#### Excerpted passage
· · · · ·
An Empirical Case Against Materialism

Empirical arguments for materialism are highly circumstantial —based, as they are, upon inductions from our knowledge of the physical and upon the fact that mental phenomena have physical correlates, causes and effects.

However, the qualitative characteristics of first-person conscious experience are empirically distinct from uncontroversially physical phenomena in being—at least on our present knowledge—thoroughly resistant to the kind of abstract, formal description to which the latter are always, to some degree, readily amenable.

The prima facie inference that phenomenal qualities are, most probably, non-physical may be resisted either by denying their existence altogether or by proposing that they are properties of some peculiar sort of mysterious physical complexity, located, for example, within the functioning of the brain.

It is argued here, however, that the first, eliminative hypothesis is empirically absurd—while the second is extravagant, vague, ad hoc and (for various additional reasons) profoundly implausible.
· · · · ·
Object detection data

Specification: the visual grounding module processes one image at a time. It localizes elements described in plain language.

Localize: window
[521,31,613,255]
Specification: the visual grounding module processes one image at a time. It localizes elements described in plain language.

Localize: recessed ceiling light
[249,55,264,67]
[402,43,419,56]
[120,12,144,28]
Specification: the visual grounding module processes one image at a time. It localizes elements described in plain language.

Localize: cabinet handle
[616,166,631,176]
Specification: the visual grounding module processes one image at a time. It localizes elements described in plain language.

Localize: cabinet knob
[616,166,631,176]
· · · · ·
#### Written request A
Name every term the passage on materialism uses to describe the second hypothesis.
#### Written request B
Please write out the passage on materialism between "The prima facie" and "reasons) profoundly implausible.", inclusive.
The listing has no connection to the passage on materialism.

#### Written solution A
Extravagant, vague, ad hoc, and profoundly implausible.

#### Written solution B
The prima facie inference that phenomenal qualities are, most probably, non-physical may be resisted either by denying their existence altogether or by proposing that they are properties of some peculiar sort of mysterious physical complexity, located, for example, within the functioning of the brain.

It is argued here, however, that the first, eliminative hypothesis is empirically absurd—while the second is extravagant, vague, ad hoc and (for various additional reasons) profoundly implausible.